#### [Page extract]
- - -
About twenty years ago, Pedro Almodovar started taking photos of the posters for his films on bus stops, and anywhere else around Madrid where they would appear behind glass, thus recording, within the frame of his camera lens, the reflection of the city upon the image of his film. It was around the same time that he started to make a series of films about film making, and featuring film-makers amongst the principal characters.
His latest film, Broken Embraces, also contains a film within a film. And the film within a film in this instance, Almodovar has freely admitted, is based on his own international breakthrough, 1989’s Women on the Verge of a Nervous Breakdown — itself a film whose principal characters work in film, as voice-over actors. This Russian doll-like structure is further emphasized by the fact that the plot of Broken Embraces concerns not just the making of a film, but its remaking: it’s re-edited fourteen years after its initial cut was ruined by a jealous producer.
Though Broken Embraces contains several other themes that will be familiar to Almodovar fans — adultery, homosexuality, family secrets, prostitution, drugs and strong, noble women — it nonetheless represents a departure; the director of melodramas flirts here with tropes from the film noir genre. Alberto Iglesias’s music recalls neo-noirs like The Last Seduction, Penelope Cruz’s femme fatale recalls Gilda, and the image of her in a puffed up blonde wig that forms the publicity image for the film, and the film within a film (but otherwise scarcely features in either) is pure David Lynch. Likewise, Mateo Blanco (Lluis Homar), the director of the film within a film, is also making a departure, from his usual drama films to a comedy.
Not only does Broken Embraces double itself and repeat the earlier Women on the Verge of a Nervous Breakdown, it’s also a film concerned with doubles and with repetition — whether in Ernesto Martel Jr’s duplication of his father’s obsessive behaviour or in the figure of the two main characters, themselves doubles with two names apiece. And like much of Almodovar’s previous work, it’s also a film about duplicity, and specfically the duplicity of women — the symbol of which, as in Shakespeare’s tragedies, is make-up. This isomorphism is signposted by the scene in which Cruz’s Lena, after making love with Ernesto Martel, goes to the bathroom and looks disgusted at herself in the mirror, before applying make-up in preparation for going back to his side as his dutiful and devoted partner.
- - -
Point-per-instance localization data:
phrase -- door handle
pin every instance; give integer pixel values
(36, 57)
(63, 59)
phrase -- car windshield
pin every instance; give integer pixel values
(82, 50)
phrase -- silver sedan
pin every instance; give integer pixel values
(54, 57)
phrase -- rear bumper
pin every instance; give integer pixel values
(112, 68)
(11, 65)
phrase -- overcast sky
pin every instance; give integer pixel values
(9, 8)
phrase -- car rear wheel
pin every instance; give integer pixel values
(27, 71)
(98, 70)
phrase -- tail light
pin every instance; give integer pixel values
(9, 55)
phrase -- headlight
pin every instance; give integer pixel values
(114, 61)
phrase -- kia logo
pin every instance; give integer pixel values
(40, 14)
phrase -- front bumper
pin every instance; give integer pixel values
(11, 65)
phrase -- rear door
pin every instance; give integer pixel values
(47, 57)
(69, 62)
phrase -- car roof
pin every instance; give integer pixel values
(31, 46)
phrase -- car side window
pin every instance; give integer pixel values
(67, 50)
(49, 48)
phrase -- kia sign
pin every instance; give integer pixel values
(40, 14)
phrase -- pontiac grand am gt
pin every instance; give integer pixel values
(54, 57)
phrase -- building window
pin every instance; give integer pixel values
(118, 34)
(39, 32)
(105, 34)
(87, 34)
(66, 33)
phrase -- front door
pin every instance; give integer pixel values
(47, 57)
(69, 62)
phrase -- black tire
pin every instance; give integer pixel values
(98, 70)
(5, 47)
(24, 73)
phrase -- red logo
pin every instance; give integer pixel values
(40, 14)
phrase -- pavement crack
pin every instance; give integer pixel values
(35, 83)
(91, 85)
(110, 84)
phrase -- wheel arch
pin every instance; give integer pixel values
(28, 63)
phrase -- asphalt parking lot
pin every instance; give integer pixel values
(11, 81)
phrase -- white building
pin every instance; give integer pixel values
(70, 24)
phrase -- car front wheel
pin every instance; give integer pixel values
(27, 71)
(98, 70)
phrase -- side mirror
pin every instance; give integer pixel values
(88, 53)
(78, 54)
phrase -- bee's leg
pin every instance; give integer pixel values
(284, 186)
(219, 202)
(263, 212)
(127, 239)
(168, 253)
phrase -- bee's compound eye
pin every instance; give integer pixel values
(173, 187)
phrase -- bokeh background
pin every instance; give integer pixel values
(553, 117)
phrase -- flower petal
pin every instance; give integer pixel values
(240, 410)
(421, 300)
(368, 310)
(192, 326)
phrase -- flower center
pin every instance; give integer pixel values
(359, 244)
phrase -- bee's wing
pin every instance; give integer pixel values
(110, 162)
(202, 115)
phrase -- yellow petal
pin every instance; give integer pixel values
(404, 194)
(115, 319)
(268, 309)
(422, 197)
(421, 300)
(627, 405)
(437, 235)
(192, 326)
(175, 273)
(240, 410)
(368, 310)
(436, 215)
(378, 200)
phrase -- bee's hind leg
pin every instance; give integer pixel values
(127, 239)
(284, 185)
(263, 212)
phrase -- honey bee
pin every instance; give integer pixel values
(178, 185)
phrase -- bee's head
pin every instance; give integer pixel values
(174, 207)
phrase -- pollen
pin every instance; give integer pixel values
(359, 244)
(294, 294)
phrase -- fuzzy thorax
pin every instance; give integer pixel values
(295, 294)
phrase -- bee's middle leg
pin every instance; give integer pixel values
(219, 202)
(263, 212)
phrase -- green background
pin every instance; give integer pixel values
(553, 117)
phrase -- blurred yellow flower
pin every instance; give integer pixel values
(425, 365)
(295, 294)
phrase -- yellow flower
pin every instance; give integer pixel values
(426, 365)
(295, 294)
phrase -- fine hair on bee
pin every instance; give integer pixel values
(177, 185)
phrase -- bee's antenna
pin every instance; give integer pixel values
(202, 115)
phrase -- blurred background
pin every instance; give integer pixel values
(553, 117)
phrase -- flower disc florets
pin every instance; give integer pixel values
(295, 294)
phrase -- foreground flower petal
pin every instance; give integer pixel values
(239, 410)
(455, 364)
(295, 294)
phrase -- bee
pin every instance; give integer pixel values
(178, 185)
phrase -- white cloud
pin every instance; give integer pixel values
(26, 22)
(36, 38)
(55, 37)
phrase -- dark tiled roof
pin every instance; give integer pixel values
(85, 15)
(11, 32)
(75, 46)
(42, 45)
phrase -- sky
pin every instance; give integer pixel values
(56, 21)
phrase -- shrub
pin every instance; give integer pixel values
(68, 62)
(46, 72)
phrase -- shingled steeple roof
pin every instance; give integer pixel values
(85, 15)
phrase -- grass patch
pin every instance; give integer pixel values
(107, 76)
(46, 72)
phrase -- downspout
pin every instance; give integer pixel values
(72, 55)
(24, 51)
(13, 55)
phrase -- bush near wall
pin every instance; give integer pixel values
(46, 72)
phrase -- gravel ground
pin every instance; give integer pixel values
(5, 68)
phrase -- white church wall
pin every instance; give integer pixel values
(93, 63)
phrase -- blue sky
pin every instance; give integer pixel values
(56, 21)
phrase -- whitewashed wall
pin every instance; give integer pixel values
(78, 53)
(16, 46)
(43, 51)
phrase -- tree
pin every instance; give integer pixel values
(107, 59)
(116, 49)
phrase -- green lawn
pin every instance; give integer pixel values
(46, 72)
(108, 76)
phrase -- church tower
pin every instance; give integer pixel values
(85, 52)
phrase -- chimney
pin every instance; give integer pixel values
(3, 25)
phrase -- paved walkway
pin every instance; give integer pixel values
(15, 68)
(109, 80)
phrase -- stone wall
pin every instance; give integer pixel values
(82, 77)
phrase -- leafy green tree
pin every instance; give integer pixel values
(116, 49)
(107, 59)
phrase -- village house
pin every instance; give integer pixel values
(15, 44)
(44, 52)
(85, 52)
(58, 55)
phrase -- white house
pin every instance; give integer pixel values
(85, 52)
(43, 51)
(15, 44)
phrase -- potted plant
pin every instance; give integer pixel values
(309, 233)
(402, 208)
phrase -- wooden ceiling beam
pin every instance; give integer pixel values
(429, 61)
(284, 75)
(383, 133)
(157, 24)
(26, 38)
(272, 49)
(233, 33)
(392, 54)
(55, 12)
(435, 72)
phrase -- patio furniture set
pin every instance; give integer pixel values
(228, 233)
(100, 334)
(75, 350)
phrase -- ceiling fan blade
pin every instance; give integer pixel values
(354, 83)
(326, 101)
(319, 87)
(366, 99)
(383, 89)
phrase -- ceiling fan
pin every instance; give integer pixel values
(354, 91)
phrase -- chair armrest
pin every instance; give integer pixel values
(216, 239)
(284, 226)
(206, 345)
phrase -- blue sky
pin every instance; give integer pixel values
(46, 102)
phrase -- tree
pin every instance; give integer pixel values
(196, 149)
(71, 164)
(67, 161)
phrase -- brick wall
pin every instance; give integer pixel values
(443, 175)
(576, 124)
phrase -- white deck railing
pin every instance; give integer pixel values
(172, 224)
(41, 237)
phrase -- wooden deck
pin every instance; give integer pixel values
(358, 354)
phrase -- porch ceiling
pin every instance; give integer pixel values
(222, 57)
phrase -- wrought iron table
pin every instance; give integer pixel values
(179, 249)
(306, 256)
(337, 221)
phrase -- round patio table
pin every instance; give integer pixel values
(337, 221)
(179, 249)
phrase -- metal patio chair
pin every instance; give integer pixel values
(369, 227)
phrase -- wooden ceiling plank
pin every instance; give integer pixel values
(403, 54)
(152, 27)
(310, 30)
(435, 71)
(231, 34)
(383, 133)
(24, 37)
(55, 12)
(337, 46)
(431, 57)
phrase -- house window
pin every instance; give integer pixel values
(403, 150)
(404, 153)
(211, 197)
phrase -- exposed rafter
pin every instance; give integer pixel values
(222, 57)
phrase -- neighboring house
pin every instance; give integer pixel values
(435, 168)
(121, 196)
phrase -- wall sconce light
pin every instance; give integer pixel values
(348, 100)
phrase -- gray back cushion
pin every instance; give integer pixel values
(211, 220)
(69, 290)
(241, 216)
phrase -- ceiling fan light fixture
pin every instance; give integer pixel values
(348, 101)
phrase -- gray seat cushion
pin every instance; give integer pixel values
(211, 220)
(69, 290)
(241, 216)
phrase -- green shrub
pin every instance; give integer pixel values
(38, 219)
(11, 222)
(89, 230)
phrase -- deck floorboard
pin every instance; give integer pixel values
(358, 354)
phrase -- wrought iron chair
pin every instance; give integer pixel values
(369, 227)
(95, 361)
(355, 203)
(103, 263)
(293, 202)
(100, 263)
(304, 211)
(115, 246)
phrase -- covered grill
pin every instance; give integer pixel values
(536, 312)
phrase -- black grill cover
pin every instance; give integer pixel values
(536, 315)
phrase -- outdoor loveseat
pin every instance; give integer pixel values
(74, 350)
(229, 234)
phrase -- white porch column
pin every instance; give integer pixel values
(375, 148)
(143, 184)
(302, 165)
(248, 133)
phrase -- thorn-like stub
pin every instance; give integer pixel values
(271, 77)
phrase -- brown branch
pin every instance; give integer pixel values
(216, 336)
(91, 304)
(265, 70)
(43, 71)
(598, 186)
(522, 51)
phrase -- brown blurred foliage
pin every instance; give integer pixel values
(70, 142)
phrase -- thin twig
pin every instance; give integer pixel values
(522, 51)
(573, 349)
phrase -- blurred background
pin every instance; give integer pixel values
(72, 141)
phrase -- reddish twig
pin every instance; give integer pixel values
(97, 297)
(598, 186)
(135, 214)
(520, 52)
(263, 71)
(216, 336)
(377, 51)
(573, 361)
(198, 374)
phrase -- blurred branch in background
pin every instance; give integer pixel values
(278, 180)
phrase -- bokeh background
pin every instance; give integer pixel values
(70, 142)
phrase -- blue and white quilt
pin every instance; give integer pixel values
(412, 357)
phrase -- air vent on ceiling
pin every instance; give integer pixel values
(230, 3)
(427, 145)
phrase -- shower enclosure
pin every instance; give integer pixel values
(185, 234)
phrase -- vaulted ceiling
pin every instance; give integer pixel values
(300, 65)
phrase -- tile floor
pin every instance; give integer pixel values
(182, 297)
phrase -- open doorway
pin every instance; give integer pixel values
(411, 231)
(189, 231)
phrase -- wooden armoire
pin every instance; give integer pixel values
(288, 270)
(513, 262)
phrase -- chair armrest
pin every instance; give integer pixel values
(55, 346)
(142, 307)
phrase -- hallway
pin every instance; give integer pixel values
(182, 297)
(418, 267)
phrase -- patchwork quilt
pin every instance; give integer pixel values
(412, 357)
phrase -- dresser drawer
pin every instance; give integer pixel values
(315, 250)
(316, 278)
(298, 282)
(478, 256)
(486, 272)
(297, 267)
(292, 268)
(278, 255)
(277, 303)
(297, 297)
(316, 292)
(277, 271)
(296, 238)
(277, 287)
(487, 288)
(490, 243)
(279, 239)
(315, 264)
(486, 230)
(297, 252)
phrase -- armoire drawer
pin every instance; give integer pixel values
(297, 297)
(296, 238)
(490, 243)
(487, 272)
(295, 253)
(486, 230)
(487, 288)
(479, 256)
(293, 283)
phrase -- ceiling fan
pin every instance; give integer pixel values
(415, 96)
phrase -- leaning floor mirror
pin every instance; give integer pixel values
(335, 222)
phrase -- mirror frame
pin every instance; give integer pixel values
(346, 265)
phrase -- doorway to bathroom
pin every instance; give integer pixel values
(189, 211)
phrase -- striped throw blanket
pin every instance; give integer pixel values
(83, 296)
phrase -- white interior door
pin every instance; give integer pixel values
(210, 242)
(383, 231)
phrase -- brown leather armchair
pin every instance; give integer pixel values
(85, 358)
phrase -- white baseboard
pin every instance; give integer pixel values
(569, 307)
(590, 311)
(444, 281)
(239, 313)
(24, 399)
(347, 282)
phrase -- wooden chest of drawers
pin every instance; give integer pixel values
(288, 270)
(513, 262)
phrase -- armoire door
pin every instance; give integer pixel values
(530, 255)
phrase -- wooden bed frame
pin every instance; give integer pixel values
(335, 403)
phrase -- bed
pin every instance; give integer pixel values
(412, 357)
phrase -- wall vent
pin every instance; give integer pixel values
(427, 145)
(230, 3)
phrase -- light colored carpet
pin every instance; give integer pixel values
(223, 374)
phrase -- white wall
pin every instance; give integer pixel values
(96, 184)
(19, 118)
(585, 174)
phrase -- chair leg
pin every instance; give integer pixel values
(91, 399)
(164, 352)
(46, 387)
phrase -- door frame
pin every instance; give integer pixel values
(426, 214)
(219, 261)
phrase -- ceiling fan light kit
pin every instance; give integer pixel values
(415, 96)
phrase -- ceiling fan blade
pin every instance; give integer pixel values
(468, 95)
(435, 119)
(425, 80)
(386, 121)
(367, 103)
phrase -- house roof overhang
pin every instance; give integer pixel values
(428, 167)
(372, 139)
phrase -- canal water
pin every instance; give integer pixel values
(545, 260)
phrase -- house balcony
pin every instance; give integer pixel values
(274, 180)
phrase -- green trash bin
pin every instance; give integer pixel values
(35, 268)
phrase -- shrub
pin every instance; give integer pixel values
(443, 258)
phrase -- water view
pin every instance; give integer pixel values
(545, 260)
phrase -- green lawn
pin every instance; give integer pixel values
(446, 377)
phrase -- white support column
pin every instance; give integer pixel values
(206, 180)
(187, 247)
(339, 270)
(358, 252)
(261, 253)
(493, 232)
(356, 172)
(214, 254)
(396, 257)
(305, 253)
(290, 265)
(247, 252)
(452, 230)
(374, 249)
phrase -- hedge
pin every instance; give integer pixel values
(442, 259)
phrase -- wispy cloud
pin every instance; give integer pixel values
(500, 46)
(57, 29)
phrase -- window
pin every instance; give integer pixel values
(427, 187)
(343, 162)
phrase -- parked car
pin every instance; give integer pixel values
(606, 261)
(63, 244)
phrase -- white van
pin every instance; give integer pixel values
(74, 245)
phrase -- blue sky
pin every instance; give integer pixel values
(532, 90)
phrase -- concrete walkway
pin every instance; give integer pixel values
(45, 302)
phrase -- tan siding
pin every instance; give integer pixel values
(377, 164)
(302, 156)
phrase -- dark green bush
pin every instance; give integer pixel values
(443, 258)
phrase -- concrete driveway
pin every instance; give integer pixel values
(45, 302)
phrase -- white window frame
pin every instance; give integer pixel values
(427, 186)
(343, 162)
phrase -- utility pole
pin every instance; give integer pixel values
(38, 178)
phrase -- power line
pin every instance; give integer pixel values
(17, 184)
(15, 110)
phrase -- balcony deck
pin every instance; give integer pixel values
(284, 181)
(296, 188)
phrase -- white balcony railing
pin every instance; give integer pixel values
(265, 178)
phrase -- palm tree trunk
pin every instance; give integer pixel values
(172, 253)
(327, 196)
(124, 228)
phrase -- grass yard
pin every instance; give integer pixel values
- - -
#### [What to do]
For each statement, say whether it agrees with the text on Broken Embraces. Answer yes or no, and quote the words of the text that decide it.
(a) The film within a film in Broken Embraces is based on Women on the Verge of a Nervous Breakdown.
(b) The film within a film is re-edited ten years after its first cut was ruined.
(c) Mateo Blanco moves from his usual comedies to a drama.

#### [Answer to this problem]
(a) Yes: "the film within a film in this instance, Almodovar has freely admitted, is based on his own international breakthrough, 1989’s Women on the Verge of a Nervous Breakdown"
(b) No: "it’s re-edited fourteen years after its initial cut was ruined by a jealous producer"
(c) No: "from his usual drama films to a comedy"